Вся труппа Малого театра, как говорят, заболела своей новой постановкой. И дело было не только в конкуренции, в желании сделать спектакль лучше, интереснее, чем в других театрах. Такая труппа не могла не понимать, сколь ответственна задача: сыграть Толстого «по-толстовски», бережно донести до зрителя авторский замысел, показать настоящую русскую деревню, настоящего, а не бутафорского русского мужика, которого сам автор знал как никто. Помните, Владимир Ильнч Ленин сказал как-то Алексею Максимовичу Горькому, что «... до этого графа подлинного мужика в литературе не было».

* Задание A:
Оформите нумерованным списком строки из записей ниже, начиная со строки с «Reviewer note: confirm each instance of the lake» и заканчивая строкой с «pixel 219 395» включительно. Пустые строки пропустите.

* Материал задания:
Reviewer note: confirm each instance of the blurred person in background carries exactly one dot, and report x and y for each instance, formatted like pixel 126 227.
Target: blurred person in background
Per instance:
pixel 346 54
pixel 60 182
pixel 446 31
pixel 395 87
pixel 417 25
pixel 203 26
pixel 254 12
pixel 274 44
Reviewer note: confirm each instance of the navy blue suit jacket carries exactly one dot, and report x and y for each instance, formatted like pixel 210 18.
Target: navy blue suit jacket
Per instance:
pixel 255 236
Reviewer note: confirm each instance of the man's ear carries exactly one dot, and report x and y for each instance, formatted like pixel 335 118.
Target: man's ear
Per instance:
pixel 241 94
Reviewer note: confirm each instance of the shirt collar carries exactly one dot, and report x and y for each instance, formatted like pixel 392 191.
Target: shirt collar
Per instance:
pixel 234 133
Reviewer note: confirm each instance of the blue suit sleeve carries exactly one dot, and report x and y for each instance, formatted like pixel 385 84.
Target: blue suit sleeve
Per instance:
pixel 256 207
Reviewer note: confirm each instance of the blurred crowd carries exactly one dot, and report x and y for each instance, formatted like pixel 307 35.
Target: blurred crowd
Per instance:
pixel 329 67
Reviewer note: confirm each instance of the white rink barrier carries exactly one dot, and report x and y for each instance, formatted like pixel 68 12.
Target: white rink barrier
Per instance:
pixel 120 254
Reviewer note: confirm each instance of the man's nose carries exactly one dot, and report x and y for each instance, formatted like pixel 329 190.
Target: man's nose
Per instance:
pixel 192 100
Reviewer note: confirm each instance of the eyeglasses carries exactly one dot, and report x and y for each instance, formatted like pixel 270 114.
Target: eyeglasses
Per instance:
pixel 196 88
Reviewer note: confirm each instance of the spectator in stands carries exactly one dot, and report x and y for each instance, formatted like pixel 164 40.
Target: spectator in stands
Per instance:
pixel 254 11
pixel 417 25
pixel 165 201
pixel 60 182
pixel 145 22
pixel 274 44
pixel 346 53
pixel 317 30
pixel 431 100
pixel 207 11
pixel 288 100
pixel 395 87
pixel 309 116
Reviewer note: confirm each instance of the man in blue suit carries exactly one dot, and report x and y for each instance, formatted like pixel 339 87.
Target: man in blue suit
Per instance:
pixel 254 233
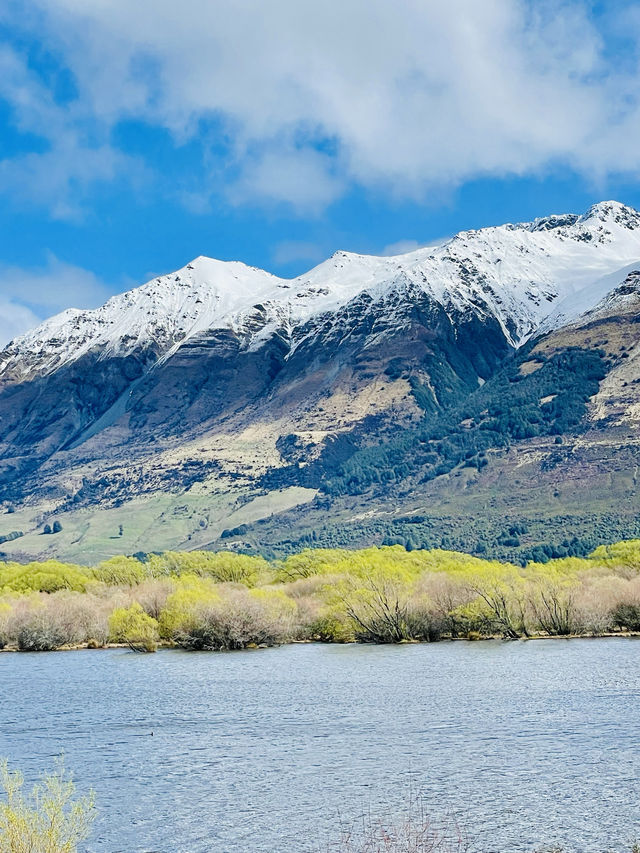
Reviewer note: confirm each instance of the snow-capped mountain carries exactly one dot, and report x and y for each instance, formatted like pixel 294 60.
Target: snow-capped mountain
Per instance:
pixel 221 393
pixel 522 275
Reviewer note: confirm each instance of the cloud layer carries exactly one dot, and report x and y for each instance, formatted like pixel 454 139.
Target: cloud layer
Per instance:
pixel 27 296
pixel 294 102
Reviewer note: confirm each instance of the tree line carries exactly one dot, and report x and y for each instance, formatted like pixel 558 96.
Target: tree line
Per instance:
pixel 223 600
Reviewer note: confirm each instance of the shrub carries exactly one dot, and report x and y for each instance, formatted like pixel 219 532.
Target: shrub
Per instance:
pixel 49 819
pixel 243 618
pixel 131 625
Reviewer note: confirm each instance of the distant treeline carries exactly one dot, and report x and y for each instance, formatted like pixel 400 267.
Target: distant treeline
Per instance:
pixel 207 600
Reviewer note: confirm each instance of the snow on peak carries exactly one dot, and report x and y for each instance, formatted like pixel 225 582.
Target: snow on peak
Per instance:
pixel 542 272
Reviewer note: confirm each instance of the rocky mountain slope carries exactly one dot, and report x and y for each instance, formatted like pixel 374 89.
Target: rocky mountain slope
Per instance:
pixel 213 398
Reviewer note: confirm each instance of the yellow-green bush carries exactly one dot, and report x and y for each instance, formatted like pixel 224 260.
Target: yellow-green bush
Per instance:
pixel 51 818
pixel 133 626
pixel 48 576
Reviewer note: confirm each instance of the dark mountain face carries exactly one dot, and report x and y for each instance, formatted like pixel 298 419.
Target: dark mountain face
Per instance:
pixel 143 401
pixel 392 415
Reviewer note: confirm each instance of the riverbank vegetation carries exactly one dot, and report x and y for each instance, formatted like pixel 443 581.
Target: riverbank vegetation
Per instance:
pixel 49 818
pixel 211 601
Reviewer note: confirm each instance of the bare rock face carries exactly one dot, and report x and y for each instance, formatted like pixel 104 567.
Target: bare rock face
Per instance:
pixel 227 383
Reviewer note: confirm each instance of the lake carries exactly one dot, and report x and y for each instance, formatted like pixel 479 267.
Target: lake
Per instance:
pixel 526 744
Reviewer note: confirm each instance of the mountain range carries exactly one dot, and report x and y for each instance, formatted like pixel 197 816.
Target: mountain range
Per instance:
pixel 482 393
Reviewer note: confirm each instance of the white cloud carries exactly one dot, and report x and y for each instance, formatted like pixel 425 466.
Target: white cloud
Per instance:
pixel 14 320
pixel 28 296
pixel 408 99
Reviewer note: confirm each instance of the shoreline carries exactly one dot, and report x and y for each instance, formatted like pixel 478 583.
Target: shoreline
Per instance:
pixel 253 648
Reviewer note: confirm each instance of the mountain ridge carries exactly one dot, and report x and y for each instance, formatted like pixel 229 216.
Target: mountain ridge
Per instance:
pixel 219 395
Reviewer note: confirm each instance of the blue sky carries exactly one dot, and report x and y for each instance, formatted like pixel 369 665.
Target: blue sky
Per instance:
pixel 135 136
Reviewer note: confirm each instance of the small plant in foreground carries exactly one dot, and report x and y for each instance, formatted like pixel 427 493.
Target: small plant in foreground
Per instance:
pixel 48 819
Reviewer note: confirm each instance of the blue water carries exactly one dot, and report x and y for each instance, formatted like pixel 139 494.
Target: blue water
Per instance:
pixel 525 744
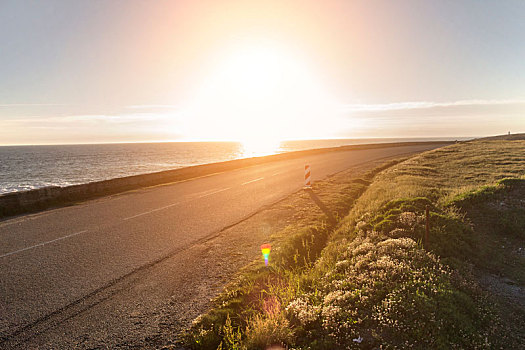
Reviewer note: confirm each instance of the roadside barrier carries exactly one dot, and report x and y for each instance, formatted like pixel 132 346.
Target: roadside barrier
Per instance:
pixel 307 177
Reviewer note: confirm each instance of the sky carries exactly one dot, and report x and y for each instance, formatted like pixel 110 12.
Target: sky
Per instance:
pixel 135 71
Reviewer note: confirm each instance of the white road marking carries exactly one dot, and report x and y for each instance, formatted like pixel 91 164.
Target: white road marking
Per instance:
pixel 42 244
pixel 151 211
pixel 214 192
pixel 249 182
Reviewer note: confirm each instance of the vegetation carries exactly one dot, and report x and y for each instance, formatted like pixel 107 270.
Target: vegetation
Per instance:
pixel 367 281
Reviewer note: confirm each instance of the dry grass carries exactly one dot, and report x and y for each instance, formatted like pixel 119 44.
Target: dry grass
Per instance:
pixel 371 283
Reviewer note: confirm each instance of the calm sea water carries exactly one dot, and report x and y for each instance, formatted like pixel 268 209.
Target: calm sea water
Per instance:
pixel 28 167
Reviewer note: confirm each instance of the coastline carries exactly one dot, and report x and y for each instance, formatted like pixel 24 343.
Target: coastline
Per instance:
pixel 16 203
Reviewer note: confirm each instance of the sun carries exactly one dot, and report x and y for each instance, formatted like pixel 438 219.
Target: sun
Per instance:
pixel 257 95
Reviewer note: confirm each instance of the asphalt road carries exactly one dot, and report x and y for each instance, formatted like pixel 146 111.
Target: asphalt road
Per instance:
pixel 55 258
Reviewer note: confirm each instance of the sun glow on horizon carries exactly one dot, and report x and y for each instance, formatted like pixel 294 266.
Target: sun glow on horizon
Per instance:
pixel 259 96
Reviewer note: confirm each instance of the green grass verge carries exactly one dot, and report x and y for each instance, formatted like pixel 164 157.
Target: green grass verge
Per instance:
pixel 371 284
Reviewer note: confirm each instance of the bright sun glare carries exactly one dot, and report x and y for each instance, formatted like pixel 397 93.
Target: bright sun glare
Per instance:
pixel 258 96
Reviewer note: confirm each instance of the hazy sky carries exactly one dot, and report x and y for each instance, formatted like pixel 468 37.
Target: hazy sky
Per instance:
pixel 112 71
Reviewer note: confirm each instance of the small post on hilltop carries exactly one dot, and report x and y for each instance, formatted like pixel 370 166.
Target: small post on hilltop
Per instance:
pixel 427 227
pixel 307 177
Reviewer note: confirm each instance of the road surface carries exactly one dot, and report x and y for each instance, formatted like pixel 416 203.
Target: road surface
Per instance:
pixel 55 259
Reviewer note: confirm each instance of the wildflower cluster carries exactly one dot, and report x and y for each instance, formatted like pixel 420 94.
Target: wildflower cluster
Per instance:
pixel 389 292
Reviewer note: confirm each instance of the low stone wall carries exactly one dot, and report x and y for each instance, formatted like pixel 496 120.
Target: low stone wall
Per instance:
pixel 39 199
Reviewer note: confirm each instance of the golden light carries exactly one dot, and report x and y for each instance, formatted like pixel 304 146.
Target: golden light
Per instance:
pixel 258 95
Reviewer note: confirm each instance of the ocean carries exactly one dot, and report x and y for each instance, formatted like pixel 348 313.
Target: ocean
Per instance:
pixel 29 167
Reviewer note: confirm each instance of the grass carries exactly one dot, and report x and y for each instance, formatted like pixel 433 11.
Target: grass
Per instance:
pixel 367 281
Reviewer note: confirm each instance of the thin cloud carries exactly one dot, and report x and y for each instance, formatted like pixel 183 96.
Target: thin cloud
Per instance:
pixel 31 104
pixel 425 105
pixel 153 107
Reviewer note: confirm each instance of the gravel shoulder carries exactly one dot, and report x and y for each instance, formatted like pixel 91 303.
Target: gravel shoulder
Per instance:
pixel 149 308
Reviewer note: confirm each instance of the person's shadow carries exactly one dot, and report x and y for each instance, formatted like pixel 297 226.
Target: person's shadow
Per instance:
pixel 321 206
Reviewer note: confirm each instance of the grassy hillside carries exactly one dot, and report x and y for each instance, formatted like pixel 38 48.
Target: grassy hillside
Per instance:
pixel 368 281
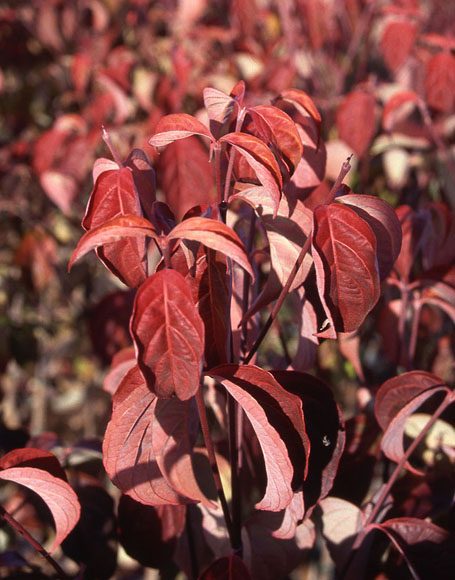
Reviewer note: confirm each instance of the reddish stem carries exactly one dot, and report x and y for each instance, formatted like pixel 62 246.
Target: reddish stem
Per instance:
pixel 19 528
pixel 279 303
pixel 214 465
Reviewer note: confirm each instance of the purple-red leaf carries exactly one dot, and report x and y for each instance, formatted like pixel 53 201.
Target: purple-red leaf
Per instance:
pixel 344 253
pixel 142 431
pixel 215 235
pixel 35 469
pixel 356 121
pixel 301 100
pixel 277 128
pixel 186 176
pixel 227 568
pixel 396 400
pixel 261 160
pixel 115 230
pixel 398 391
pixel 169 335
pixel 425 546
pixel 177 126
pixel 277 419
pixel 382 219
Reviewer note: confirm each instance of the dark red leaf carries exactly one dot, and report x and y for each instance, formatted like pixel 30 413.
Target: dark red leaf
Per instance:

* Задание B:
Кому, согласно тексту о постановке Малого театра, Ленин сказал, что до этого графа подлинного мужика в литературе не было?

* Полный ответ A:
1. Reviewer note: confirm each instance of the lake carries exactly one dot, and report x and y for each instance, formatted like pixel 479 267.
2. Target: lake
3. Per instance:
4. pixel 526 744
5. Reviewer note: confirm each instance of the mountain range carries exactly one dot, and report x and y for each instance, formatted like pixel 197 816.
6. Target: mountain range
7. Per instance:
8. pixel 482 393
9. Reviewer note: confirm each instance of the white cloud carries exactly one dot, and report x and y for each instance, formatted like pixel 425 466.
10. Target: white cloud
11. Per instance:
12. pixel 14 320
13. pixel 28 296
14. pixel 408 99
15. Reviewer note: confirm each instance of the shoreline carries exactly one dot, and report x and y for each instance, formatted like pixel 478 583.
16. Target: shoreline
17. Per instance:
18. pixel 253 648
19. Reviewer note: confirm each instance of the mountain ridge carries exactly one dot, and report x and y for each instance, formatted like pixel 229 216.
20. Target: mountain ridge
21. Per instance:
22. pixel 219 395

* Полный ответ B:
Алексею Максимовичу Горькому.